THE PROBLEM
Count the lines in the items below that contain the string "celery", matching case exactly. Reply with the number only.

INPUT ROWS
>> Begin
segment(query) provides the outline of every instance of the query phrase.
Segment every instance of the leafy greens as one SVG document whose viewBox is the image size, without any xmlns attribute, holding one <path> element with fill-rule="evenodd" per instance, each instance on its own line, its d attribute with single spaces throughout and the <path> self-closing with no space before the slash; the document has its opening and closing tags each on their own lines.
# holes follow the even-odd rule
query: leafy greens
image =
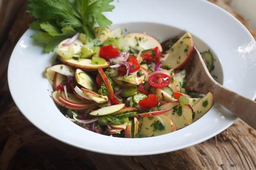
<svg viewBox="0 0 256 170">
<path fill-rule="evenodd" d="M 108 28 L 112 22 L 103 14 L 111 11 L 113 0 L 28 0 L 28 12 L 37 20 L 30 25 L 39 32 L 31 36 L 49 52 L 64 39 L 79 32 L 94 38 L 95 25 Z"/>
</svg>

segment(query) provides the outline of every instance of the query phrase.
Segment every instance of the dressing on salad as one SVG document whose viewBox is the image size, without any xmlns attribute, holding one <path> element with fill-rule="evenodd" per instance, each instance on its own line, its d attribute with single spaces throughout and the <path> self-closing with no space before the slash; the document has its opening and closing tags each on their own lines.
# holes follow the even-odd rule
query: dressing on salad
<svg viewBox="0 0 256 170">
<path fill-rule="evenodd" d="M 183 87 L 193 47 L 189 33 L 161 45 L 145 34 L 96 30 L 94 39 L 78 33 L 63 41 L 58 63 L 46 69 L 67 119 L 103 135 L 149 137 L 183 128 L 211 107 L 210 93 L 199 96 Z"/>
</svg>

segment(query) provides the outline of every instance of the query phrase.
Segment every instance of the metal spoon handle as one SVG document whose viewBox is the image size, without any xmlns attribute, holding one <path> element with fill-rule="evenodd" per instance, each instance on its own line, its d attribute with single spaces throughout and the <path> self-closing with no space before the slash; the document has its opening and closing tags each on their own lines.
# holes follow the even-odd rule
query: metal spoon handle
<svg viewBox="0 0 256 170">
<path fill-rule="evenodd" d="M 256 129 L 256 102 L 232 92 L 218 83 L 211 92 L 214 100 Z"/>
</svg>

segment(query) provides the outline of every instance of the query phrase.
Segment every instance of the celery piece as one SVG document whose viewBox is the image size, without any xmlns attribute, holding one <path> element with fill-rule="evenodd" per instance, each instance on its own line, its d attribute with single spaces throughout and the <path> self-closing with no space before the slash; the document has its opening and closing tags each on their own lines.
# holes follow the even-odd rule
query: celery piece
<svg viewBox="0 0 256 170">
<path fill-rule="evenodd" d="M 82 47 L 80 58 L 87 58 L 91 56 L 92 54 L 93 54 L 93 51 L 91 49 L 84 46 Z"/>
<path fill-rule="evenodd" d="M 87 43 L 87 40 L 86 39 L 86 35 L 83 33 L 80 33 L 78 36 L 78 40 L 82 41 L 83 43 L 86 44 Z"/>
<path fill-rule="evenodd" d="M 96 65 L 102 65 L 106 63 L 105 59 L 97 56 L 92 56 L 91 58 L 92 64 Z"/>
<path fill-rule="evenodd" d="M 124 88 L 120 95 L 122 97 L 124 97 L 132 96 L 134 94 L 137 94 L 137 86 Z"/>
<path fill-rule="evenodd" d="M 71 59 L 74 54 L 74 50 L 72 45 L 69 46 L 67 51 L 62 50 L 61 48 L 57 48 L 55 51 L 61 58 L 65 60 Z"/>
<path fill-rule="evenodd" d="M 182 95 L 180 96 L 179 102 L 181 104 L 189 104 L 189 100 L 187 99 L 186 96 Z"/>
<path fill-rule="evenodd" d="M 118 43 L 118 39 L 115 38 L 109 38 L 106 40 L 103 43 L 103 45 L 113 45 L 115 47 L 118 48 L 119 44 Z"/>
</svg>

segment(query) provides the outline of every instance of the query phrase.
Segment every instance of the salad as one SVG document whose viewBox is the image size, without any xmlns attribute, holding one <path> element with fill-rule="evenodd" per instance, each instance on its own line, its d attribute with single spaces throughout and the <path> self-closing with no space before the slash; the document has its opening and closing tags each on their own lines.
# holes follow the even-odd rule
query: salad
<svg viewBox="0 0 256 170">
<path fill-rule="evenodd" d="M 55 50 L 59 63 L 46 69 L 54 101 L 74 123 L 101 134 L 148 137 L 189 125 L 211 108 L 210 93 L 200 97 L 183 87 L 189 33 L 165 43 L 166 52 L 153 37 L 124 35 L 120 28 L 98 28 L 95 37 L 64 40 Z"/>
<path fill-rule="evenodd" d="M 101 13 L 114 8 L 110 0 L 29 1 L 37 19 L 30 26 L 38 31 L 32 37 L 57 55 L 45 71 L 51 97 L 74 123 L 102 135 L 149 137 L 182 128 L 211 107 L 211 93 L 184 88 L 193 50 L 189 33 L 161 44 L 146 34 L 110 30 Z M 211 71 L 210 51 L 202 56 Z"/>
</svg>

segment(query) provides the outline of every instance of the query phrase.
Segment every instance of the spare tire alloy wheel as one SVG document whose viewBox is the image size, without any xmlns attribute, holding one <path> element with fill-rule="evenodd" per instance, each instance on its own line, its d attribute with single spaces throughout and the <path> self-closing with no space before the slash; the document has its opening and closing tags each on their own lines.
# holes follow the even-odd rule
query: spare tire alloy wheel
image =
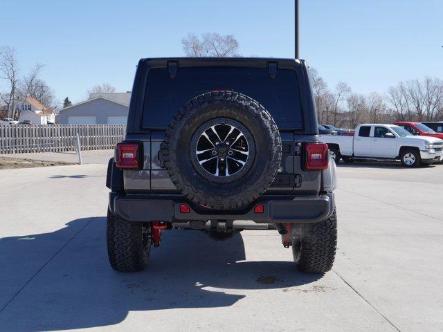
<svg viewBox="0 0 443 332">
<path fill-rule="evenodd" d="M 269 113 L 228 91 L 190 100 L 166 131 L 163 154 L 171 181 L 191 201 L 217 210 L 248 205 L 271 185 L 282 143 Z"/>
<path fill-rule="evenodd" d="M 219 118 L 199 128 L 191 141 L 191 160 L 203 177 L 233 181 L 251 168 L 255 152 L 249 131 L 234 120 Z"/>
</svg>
>> End
COMPLETE RESPONSE
2